● **STATED PROBLEM**: Copy the data below verbatim, everything from the line containing "Find the wilted" down to the line containing "[47,106,93,159]", including both of those lines.

● **AVAILABLE DATA**:
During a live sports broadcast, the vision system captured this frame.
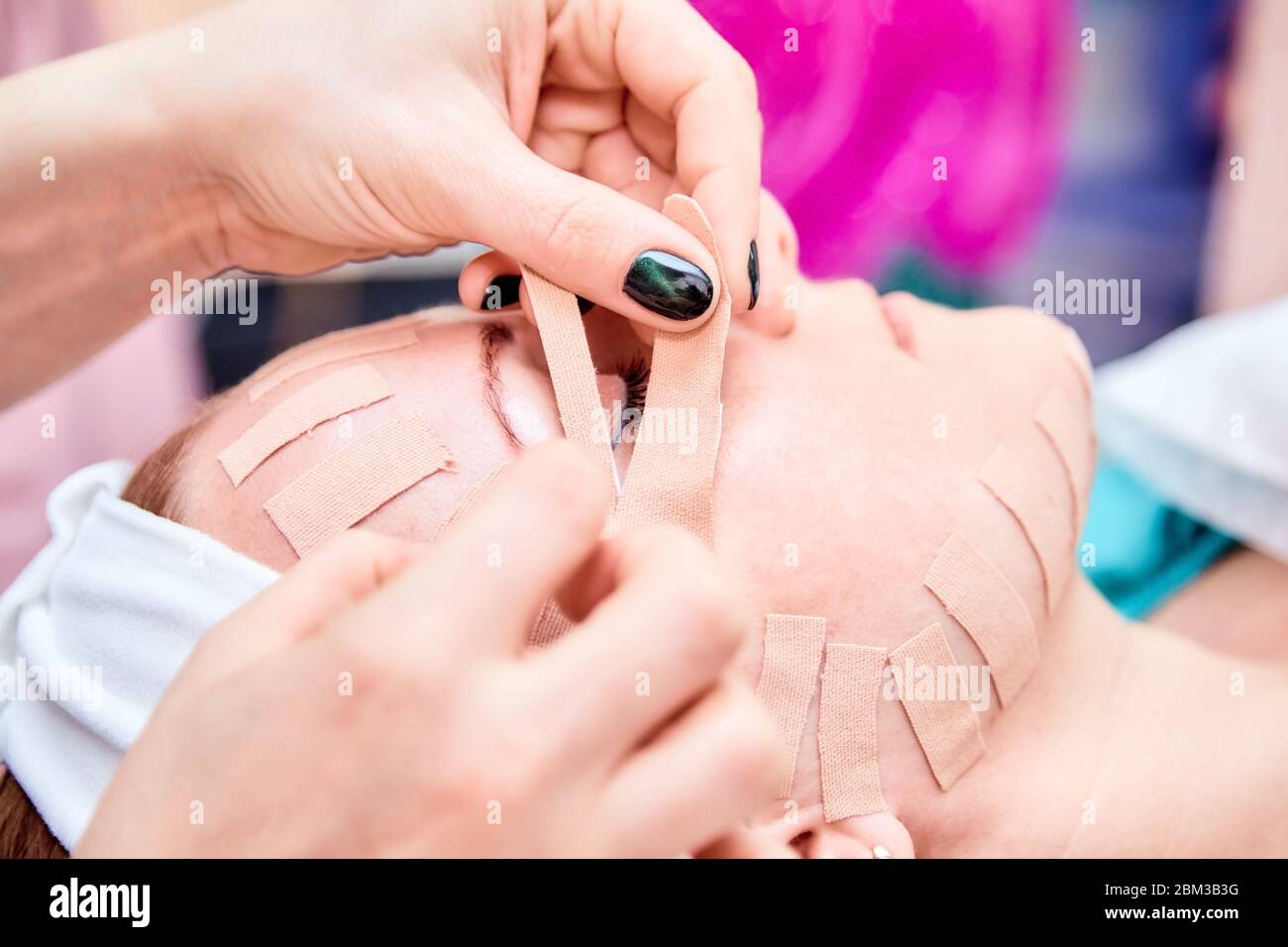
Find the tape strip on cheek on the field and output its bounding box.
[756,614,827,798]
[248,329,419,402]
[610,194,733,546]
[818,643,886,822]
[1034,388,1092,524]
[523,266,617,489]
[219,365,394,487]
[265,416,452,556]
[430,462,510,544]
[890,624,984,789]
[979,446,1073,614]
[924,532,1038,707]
--
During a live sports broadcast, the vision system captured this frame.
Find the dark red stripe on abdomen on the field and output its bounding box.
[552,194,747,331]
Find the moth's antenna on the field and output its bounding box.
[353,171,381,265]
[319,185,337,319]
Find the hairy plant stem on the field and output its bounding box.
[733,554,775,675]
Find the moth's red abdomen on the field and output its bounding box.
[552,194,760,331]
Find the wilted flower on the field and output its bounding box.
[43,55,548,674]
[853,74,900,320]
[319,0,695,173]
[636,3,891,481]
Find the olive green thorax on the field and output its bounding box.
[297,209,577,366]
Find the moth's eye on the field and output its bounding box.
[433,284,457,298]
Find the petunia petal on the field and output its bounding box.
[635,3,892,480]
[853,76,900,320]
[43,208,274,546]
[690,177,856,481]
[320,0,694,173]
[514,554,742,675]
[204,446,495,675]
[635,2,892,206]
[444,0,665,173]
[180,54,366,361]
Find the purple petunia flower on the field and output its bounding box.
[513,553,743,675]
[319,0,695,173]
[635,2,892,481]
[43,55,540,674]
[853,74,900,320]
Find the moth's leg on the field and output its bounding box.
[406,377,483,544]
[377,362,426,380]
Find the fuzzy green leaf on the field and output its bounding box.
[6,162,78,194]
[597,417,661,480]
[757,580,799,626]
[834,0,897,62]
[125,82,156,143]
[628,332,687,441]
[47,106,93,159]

● **FINAL ANSWER**:
Find the wilted flower on the field and output its bounding box.
[43,55,548,674]
[853,74,900,320]
[319,0,695,173]
[636,3,891,481]
Find the olive green thorax on the field and output its bounding box.
[297,209,577,366]
Find the moth's eye on the field and output its bounding box.
[433,284,457,298]
Find the petunia petal on the field and output its bounding box.
[635,3,892,480]
[853,76,900,320]
[43,208,274,546]
[690,177,856,481]
[320,0,694,173]
[514,554,742,675]
[204,446,495,675]
[635,2,892,206]
[444,0,665,173]
[180,54,366,361]
Find the purple petunia flower on the field and output its bounding box.
[513,553,743,675]
[319,0,695,173]
[635,2,892,481]
[43,55,540,674]
[853,74,900,320]
Find the moth's leg on the field and output its bounding box.
[406,377,483,544]
[377,362,426,380]
Find the fuzzy green leaf on the field and output its bounding box.
[6,162,78,194]
[597,417,661,480]
[757,580,799,626]
[834,0,897,62]
[125,82,156,143]
[628,332,687,441]
[47,106,93,159]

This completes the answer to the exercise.